**Dataset excerpts**
-- Opening Marker --

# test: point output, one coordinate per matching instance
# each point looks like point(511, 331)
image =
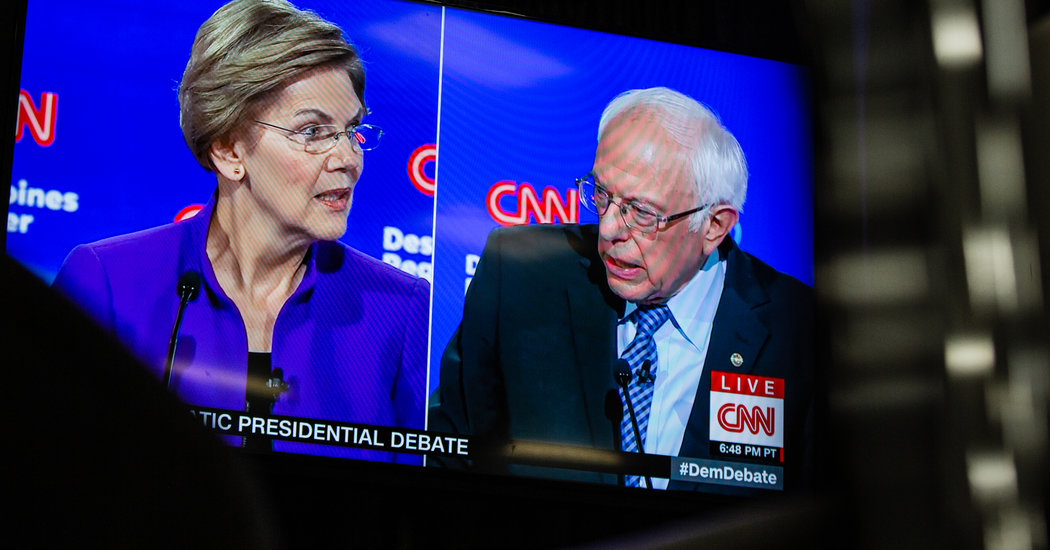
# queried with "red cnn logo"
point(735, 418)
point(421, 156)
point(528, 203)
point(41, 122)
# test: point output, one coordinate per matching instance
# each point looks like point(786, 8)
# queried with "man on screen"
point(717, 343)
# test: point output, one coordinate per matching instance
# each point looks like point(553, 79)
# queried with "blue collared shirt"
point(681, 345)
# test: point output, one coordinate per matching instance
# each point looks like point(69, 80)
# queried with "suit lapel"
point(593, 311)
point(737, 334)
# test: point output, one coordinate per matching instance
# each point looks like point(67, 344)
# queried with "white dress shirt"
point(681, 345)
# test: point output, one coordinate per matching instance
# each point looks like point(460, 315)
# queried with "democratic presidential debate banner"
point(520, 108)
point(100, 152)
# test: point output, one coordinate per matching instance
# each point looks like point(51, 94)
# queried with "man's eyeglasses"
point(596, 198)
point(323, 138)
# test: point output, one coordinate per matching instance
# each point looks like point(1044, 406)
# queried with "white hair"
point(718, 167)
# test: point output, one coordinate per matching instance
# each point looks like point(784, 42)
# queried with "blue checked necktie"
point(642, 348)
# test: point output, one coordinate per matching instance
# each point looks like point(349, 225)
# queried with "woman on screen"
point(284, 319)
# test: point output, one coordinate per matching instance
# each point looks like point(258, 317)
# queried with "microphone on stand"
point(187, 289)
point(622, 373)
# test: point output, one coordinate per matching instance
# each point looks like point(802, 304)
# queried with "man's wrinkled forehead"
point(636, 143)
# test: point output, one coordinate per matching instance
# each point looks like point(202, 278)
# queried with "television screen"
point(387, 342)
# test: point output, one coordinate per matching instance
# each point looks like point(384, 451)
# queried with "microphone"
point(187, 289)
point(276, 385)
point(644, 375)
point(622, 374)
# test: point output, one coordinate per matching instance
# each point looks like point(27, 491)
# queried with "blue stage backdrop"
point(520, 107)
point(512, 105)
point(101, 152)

-- Closing Marker --
-- Opening Marker --

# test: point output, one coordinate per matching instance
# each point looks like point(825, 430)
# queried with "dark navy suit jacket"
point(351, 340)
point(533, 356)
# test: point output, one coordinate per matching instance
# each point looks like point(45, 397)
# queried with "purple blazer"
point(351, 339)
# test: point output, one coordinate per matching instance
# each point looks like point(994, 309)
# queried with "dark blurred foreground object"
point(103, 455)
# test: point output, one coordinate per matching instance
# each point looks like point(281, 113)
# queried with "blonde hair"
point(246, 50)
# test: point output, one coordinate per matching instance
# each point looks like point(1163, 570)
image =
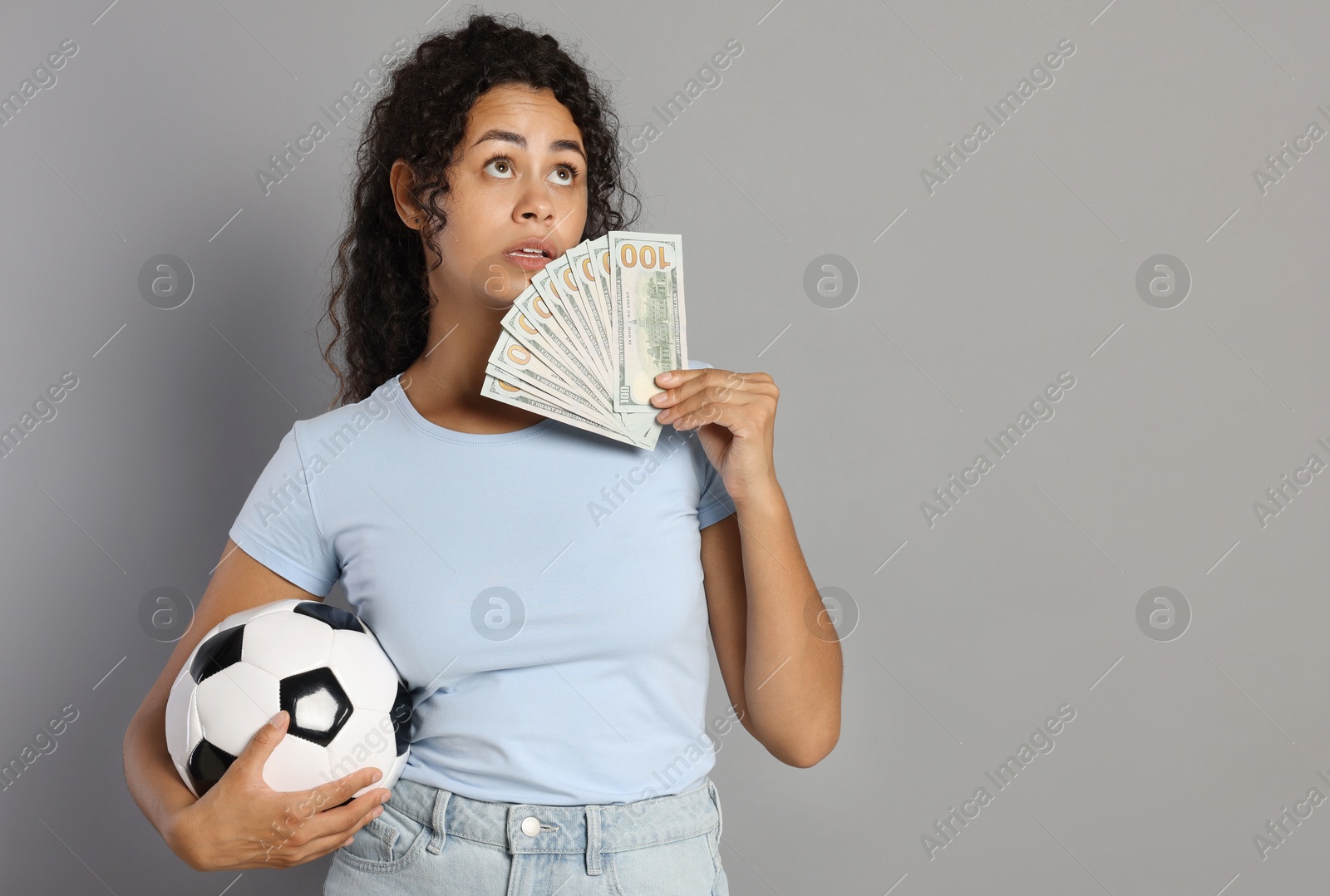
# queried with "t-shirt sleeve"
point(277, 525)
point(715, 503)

-- Closing Marker --

**Activity**
What is needed is a verbatim copy of every line in the records above from the one containing "# each point looks like point(460, 315)" down to the one containing "# each point looks like point(258, 317)", both included, and nothing more.

**Your solution**
# each point looks like point(460, 315)
# queried with "democratic presidential debate banner"
point(520, 108)
point(100, 152)
# test: point output, one coordinate per matching instance
# each point looks like point(51, 94)
# queried with "man's eyeglasses"
point(596, 198)
point(323, 138)
# test: point output, one coordinate per matching instance
# each point looks like point(1044, 406)
# queried with "white hair"
point(718, 167)
# test: point output, one coordinate per matching instance
# each point looks like point(784, 42)
# queried with "blue checked necktie"
point(642, 348)
# test: point output, one coordinate per matching instance
# each point looks like point(349, 225)
# queried with "woman on screen"
point(284, 319)
# test: point output, one coordinate per matching instance
# each point looks like point(258, 317)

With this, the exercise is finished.